§ STATED PROBLEM
Report every line of the records that contains the string "wall", treating case as significant.

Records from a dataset
============

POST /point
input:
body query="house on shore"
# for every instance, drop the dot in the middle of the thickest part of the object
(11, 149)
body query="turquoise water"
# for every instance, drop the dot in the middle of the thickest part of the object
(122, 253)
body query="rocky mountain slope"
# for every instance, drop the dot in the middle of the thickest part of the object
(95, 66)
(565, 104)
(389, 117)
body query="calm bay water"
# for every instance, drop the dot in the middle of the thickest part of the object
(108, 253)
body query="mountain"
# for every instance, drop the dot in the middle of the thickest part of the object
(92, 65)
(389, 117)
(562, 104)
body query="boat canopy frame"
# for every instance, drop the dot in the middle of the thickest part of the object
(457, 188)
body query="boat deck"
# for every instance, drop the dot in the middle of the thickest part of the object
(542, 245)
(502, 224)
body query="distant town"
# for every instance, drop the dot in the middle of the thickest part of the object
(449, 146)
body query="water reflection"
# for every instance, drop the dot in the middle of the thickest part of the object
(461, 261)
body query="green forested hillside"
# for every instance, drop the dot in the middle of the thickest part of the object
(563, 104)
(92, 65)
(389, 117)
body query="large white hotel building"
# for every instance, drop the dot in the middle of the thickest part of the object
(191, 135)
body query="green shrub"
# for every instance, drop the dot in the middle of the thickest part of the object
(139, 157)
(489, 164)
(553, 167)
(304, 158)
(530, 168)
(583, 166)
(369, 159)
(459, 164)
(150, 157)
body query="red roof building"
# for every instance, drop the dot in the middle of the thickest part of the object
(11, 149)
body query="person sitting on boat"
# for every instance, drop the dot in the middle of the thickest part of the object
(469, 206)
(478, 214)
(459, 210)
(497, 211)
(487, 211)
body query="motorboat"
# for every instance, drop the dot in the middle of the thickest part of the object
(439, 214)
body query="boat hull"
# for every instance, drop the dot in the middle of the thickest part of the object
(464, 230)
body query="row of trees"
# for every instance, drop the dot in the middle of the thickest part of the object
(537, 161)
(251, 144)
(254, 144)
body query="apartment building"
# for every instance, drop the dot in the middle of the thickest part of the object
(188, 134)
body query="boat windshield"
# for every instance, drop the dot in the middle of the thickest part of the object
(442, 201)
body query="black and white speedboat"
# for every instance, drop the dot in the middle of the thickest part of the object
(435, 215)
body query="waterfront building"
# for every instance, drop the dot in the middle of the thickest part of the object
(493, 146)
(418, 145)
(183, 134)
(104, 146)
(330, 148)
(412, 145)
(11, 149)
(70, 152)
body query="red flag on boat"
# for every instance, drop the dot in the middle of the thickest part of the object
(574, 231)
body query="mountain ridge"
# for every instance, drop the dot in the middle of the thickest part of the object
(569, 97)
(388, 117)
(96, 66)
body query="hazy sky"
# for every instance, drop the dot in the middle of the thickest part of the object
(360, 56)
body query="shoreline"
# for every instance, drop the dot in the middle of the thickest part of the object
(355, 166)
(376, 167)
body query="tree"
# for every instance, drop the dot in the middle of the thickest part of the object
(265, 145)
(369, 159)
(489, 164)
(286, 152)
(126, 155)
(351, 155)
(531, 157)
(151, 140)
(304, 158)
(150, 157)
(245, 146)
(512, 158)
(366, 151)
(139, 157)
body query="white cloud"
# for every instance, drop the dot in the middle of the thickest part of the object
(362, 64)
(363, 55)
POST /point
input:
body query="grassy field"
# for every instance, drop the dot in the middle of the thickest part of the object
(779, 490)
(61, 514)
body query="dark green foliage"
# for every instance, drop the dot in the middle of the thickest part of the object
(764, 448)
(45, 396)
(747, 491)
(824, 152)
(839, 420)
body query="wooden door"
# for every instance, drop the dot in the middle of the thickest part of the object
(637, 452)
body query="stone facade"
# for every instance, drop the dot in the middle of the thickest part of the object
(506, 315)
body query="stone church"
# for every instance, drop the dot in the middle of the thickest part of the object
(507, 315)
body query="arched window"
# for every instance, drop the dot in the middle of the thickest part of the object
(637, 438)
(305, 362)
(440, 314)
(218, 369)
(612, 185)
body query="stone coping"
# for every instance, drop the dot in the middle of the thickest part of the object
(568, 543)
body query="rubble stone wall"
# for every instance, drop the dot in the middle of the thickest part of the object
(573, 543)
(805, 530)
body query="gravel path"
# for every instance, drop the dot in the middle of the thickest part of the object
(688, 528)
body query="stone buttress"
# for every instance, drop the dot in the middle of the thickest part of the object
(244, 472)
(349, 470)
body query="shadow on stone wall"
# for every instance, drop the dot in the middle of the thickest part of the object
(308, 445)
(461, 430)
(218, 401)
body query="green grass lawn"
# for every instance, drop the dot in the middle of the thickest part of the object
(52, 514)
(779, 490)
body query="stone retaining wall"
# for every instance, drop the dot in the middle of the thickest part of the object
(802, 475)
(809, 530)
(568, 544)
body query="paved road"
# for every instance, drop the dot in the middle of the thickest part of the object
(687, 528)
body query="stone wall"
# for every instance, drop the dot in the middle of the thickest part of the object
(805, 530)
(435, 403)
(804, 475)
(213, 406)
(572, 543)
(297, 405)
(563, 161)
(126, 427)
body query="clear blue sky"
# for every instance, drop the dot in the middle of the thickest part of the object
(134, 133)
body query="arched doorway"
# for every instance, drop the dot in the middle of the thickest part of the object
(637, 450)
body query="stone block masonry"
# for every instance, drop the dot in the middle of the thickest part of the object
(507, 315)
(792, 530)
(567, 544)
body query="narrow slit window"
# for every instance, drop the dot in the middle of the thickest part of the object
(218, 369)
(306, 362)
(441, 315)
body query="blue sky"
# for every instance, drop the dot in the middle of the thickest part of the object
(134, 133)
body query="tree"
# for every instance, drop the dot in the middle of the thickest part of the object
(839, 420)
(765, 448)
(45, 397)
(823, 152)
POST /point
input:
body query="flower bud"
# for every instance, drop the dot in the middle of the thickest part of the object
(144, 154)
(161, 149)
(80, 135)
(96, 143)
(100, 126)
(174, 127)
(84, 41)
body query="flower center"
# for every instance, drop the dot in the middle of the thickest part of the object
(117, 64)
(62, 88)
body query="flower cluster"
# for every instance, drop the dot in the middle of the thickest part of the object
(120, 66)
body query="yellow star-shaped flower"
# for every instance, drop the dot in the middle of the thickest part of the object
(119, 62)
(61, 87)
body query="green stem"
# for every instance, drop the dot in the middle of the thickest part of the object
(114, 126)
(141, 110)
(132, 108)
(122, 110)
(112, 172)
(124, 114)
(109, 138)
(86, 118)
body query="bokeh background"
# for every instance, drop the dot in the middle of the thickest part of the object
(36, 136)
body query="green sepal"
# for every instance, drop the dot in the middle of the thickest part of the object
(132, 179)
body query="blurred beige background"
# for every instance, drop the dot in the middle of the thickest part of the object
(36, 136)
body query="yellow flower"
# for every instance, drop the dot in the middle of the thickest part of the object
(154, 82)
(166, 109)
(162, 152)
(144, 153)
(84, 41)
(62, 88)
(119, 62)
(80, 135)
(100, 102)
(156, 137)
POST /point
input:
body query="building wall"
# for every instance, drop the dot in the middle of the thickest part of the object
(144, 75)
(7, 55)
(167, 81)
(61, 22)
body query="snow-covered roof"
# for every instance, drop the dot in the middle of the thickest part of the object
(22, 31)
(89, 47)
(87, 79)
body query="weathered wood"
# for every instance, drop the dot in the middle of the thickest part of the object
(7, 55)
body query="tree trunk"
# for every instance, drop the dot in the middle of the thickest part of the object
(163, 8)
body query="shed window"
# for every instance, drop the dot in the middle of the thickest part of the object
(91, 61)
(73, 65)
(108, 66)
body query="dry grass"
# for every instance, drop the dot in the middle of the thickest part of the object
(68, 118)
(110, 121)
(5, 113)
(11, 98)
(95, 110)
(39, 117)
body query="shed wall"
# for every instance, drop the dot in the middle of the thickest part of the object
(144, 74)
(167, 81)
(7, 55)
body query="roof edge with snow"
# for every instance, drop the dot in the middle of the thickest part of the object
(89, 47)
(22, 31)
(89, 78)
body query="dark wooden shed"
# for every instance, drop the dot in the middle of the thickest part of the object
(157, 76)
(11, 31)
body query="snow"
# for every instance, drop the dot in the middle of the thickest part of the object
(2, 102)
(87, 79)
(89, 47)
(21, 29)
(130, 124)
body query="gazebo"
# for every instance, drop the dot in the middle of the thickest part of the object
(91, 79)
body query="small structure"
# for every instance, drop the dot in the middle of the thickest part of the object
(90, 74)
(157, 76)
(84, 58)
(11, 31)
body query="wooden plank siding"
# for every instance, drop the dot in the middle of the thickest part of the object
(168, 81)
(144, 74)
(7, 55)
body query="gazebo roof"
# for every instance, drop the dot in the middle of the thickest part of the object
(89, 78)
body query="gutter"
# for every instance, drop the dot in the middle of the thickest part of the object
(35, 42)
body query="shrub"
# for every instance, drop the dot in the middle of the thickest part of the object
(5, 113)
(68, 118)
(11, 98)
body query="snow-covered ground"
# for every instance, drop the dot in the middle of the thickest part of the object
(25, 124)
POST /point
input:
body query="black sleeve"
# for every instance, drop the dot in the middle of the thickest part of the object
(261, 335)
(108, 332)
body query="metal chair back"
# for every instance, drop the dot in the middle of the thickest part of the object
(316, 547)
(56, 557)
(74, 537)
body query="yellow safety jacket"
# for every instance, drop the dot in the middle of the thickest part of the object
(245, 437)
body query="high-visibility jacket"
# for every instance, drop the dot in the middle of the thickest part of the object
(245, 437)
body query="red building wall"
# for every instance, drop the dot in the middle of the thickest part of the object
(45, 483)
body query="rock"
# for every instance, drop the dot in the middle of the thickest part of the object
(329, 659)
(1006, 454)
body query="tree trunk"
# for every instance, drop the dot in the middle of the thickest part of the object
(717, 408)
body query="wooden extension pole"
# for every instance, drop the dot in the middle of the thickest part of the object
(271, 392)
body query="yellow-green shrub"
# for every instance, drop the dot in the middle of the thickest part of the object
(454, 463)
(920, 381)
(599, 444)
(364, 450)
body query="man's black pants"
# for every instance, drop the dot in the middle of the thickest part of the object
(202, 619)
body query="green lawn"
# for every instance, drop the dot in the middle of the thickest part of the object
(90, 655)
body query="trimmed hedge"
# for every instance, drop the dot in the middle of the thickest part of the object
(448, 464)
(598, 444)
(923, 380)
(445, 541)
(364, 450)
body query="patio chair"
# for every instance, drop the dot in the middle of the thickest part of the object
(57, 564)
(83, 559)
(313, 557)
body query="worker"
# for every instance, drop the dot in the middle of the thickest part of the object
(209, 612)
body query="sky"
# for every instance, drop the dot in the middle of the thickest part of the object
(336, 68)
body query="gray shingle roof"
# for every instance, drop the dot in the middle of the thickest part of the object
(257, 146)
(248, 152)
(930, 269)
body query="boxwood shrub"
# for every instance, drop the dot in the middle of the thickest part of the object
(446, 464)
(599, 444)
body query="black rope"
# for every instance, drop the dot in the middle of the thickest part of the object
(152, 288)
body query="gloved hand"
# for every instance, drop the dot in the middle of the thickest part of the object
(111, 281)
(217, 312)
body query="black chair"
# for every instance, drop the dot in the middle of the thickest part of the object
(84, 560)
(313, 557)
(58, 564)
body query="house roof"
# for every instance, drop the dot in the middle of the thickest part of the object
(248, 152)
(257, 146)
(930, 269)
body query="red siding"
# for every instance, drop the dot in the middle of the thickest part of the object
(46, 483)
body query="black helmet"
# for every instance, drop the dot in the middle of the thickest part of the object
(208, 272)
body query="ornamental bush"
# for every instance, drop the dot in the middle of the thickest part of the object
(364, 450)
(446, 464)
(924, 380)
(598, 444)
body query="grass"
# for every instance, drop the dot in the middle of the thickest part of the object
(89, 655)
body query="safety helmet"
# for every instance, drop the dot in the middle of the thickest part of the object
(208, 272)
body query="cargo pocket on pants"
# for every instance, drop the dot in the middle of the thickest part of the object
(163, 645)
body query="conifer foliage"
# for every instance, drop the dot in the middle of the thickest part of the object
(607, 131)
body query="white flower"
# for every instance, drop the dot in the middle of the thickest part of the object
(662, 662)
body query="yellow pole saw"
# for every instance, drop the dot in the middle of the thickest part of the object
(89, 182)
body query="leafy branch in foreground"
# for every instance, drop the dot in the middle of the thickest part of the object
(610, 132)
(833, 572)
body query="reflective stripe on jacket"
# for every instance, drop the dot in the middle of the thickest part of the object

============

§ TASK RESPONSE
body query="rubble stone wall"
body query="shadow on stone wall"
body query="stone retaining wall"
body query="stone wall"
body query="building wall"
body query="shed wall"
body query="red building wall"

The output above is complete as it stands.